● REQUIRED TASK: Locate each line in the material below that includes the word "signpost" and copy those lines out in full.

● EXCERPTED RECORDS:
+ + +

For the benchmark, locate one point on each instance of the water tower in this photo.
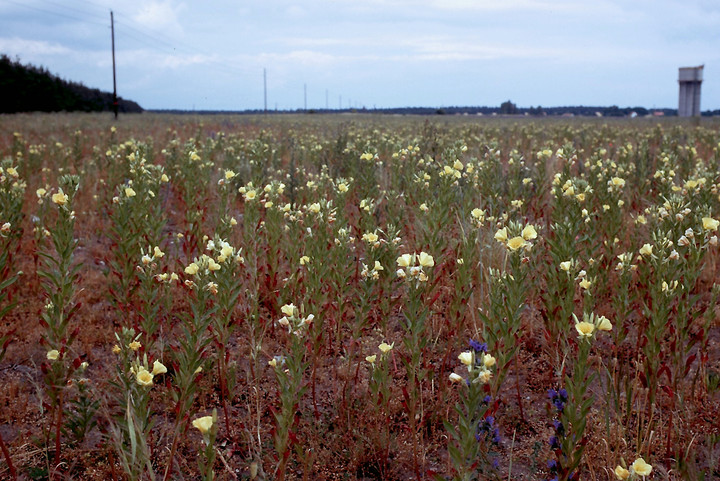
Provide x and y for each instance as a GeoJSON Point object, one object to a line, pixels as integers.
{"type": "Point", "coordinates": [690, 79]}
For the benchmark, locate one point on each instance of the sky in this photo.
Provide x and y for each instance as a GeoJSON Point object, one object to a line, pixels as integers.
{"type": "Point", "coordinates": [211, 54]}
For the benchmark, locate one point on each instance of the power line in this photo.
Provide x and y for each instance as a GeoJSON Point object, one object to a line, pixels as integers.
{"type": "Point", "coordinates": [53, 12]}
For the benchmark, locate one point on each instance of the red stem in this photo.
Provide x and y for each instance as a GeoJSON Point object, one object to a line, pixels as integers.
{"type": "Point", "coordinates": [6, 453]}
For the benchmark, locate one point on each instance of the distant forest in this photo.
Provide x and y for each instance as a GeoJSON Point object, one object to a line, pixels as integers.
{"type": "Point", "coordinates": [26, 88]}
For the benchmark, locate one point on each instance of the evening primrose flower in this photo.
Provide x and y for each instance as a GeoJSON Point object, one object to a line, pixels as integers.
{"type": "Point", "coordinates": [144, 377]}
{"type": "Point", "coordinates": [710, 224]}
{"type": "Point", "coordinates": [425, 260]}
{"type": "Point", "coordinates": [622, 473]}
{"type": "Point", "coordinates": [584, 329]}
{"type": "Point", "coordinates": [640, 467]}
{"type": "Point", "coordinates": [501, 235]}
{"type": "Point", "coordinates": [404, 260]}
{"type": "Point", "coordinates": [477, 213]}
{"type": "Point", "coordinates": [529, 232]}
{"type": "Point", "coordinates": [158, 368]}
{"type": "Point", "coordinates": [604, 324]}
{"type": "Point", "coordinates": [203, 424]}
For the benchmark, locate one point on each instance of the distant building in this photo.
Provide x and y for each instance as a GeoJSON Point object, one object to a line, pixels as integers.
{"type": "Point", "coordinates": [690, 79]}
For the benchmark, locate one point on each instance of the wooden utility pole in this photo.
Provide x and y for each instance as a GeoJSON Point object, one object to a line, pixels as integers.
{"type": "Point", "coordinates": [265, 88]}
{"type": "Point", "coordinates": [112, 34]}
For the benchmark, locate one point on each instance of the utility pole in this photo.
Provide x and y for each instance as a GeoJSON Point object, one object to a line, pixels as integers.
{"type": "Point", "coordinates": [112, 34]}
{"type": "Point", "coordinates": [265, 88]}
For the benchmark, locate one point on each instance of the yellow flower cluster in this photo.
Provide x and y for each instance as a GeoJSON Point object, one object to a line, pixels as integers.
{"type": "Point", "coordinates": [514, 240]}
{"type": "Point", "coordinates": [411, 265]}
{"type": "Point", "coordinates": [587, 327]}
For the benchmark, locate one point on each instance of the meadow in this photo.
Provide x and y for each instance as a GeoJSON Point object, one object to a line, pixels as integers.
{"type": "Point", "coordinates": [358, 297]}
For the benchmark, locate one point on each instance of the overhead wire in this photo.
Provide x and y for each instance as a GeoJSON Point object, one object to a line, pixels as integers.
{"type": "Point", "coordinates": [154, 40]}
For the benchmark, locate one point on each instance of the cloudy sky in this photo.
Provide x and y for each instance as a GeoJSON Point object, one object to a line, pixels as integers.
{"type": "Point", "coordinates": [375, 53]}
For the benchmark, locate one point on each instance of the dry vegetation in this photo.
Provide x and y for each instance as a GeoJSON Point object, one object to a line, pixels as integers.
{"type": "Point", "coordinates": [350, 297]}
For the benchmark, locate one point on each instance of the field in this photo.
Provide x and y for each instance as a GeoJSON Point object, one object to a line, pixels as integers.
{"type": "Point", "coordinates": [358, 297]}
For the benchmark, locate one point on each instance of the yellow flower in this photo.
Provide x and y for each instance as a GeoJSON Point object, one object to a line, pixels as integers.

+ + +

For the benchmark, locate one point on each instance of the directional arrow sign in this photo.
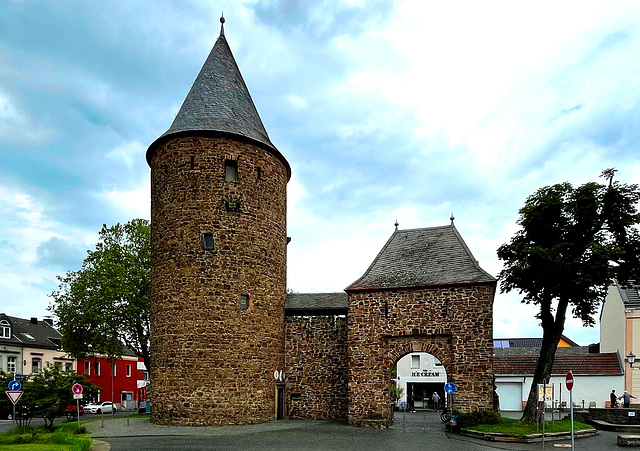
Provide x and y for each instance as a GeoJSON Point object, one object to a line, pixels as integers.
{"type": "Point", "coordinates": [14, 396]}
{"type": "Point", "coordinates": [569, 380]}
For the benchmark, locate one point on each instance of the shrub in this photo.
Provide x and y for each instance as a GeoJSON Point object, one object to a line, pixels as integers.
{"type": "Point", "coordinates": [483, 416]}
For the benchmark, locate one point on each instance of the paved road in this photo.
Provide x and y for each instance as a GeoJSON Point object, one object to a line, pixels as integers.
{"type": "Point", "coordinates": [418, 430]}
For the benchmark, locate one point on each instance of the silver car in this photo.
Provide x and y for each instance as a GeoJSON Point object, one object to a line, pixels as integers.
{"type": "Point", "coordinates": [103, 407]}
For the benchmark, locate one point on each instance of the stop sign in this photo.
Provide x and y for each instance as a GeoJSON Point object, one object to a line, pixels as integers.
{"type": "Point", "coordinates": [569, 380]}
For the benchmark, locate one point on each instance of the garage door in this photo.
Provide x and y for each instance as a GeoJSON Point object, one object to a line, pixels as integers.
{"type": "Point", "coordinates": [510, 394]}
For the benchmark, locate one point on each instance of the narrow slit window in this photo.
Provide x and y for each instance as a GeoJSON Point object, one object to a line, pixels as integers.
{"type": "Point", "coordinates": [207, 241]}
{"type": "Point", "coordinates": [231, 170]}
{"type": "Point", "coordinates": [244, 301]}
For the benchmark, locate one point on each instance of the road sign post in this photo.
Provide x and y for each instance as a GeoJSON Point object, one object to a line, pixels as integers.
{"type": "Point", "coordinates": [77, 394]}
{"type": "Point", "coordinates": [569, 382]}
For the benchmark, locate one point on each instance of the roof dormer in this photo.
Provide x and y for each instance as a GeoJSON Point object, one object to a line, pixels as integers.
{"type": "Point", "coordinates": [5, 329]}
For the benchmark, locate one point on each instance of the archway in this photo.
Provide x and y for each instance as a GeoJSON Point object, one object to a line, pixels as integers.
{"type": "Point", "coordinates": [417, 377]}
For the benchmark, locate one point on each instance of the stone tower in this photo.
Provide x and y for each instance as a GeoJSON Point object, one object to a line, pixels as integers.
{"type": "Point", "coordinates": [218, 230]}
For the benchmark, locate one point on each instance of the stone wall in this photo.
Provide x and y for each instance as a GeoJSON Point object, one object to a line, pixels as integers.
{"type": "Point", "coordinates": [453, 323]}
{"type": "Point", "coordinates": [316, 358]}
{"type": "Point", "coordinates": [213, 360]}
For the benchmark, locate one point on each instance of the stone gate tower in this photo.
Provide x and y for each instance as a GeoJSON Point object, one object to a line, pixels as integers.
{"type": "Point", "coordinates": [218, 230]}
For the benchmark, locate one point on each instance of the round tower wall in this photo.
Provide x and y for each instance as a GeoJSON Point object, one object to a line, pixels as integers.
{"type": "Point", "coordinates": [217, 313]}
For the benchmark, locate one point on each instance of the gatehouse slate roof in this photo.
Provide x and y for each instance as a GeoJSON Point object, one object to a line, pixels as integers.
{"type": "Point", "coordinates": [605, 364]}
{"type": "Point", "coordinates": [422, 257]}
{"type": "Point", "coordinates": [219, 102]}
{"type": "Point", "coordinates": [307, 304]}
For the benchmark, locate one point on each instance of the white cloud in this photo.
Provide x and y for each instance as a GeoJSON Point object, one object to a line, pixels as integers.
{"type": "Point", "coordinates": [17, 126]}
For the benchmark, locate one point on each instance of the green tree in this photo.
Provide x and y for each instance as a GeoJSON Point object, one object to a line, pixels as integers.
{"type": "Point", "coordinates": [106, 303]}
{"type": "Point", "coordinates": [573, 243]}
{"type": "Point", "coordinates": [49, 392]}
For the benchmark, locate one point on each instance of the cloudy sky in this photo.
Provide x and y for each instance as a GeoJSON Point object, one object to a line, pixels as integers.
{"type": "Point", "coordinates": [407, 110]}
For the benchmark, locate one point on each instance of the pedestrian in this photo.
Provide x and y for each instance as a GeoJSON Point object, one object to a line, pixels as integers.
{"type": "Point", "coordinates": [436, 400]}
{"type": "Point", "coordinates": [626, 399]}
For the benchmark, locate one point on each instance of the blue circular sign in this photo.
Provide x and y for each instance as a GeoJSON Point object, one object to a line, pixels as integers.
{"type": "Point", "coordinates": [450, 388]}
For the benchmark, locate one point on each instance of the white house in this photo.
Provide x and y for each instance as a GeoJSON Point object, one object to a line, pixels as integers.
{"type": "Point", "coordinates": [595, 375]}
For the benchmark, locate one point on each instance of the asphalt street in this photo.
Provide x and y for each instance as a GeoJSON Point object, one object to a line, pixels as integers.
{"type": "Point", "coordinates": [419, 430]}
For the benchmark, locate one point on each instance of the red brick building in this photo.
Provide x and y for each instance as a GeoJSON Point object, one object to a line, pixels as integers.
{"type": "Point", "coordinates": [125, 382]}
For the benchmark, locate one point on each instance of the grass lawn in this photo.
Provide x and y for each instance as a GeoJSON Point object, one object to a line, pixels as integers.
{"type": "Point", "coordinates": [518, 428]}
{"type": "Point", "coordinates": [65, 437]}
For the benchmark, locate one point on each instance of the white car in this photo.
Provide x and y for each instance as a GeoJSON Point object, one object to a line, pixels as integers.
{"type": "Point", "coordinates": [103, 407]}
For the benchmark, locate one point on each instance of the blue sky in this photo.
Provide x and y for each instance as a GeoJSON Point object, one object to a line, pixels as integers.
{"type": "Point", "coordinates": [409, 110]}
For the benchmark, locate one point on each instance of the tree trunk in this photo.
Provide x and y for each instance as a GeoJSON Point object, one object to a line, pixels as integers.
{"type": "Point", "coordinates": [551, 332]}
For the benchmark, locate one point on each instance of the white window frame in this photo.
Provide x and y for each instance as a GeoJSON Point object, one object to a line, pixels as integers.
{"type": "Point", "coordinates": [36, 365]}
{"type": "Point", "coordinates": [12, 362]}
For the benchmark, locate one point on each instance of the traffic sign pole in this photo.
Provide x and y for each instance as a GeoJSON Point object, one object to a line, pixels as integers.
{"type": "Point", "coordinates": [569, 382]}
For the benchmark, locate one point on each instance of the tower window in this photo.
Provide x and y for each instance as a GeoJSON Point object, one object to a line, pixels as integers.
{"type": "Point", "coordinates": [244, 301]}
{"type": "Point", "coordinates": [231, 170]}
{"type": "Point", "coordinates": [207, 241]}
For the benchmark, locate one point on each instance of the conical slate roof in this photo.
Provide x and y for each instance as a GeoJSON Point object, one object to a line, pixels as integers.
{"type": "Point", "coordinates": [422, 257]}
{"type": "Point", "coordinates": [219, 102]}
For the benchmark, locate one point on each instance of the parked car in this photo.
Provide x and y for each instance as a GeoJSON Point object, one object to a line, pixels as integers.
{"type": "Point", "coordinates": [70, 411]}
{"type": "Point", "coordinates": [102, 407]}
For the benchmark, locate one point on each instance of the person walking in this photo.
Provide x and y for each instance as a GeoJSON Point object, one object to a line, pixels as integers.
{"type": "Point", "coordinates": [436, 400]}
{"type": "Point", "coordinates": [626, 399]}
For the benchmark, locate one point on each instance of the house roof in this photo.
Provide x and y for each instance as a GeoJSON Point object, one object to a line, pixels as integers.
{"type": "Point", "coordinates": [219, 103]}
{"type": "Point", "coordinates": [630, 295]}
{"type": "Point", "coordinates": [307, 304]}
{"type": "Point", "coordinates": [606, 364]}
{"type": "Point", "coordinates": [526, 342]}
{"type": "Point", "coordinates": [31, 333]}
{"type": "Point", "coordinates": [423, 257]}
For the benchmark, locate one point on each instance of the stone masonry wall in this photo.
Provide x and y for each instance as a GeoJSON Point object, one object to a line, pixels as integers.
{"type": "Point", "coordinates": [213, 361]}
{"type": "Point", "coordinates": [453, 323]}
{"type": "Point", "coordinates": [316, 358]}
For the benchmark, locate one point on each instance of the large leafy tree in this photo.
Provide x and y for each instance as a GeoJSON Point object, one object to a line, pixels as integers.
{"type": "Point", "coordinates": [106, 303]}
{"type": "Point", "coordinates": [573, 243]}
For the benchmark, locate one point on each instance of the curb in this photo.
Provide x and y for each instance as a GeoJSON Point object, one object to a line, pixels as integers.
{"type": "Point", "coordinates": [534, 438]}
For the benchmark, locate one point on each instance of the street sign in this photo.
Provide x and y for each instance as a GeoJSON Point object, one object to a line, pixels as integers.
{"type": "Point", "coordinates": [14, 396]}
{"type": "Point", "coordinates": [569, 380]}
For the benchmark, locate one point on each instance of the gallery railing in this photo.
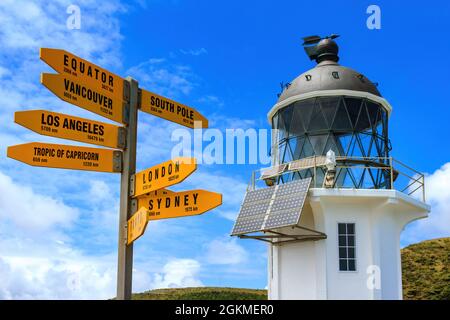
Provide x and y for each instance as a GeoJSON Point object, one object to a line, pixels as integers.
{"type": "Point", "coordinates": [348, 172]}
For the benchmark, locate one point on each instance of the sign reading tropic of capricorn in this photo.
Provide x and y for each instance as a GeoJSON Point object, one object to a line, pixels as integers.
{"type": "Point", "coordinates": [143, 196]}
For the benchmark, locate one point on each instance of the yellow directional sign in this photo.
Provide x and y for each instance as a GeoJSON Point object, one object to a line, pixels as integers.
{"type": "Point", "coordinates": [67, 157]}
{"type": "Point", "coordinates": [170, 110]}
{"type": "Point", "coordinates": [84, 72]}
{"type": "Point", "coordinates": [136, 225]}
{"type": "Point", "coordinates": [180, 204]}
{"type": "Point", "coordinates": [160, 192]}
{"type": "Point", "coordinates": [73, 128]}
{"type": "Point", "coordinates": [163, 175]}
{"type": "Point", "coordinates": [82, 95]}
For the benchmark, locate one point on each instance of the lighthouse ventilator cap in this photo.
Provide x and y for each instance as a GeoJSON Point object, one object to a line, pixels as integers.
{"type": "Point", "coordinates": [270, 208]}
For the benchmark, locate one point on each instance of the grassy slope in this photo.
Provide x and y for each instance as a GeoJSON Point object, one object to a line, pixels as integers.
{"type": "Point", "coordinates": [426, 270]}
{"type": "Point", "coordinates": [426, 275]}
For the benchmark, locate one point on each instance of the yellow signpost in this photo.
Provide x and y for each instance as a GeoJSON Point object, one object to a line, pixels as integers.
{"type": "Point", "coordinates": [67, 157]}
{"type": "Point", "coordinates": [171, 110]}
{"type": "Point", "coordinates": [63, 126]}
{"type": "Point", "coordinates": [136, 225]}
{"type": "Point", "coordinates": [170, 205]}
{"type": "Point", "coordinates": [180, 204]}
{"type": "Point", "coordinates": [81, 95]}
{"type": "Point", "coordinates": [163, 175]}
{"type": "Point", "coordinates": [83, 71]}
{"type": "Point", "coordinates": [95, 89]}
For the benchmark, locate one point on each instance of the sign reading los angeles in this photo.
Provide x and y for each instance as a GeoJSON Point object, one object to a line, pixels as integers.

+ + +

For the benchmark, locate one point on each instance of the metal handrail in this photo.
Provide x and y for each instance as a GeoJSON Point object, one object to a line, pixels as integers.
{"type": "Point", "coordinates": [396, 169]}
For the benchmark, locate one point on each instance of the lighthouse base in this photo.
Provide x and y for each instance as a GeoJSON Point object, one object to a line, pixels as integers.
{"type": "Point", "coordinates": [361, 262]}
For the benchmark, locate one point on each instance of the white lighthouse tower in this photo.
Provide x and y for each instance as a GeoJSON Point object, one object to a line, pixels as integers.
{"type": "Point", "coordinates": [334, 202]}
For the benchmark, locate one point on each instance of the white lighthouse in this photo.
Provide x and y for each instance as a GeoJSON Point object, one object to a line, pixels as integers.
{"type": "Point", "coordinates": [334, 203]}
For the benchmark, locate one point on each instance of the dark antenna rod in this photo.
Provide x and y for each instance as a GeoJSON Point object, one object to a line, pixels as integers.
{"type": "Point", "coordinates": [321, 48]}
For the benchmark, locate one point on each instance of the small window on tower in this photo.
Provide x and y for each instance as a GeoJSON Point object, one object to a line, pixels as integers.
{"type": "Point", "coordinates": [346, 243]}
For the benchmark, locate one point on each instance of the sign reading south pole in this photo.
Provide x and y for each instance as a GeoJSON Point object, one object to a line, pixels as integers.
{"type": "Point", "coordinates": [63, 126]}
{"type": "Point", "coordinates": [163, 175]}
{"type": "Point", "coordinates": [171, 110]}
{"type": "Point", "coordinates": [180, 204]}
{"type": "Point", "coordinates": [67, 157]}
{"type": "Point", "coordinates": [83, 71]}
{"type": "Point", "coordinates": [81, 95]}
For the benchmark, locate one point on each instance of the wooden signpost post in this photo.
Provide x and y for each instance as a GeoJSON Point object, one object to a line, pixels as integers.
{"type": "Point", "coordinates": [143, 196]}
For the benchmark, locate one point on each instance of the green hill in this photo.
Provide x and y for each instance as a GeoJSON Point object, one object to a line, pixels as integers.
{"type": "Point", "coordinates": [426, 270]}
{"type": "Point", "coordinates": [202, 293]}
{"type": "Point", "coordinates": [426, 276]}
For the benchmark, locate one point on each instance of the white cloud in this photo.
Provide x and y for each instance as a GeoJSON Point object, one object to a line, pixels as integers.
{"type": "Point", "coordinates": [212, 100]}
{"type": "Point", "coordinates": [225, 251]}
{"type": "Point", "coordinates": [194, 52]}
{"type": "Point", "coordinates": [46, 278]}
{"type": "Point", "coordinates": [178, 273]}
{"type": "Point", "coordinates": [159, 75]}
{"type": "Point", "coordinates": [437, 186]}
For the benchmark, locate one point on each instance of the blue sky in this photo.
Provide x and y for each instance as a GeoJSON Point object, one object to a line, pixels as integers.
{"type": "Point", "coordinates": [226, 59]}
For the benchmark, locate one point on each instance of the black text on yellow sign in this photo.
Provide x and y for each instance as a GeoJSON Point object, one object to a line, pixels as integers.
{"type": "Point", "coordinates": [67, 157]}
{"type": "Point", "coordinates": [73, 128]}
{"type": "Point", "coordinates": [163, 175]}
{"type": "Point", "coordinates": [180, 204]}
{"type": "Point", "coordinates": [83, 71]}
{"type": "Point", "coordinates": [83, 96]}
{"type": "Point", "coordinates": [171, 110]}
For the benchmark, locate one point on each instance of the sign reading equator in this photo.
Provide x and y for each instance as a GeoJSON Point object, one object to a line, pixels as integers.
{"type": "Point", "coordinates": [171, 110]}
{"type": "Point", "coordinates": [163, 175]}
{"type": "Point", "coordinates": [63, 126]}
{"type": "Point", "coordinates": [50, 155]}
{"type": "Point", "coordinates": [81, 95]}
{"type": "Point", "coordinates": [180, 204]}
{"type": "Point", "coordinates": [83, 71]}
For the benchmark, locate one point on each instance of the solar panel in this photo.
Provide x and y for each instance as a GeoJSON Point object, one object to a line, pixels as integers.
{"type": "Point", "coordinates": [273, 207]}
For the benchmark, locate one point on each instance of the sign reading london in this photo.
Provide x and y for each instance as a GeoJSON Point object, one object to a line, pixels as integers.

+ + +

● SOLUTION BELOW:
For the benchmark, locate one point on each instance of the yellow signpost in this photo.
For the benchmark, locate one point on each instance of the wooden signpost post in this photo.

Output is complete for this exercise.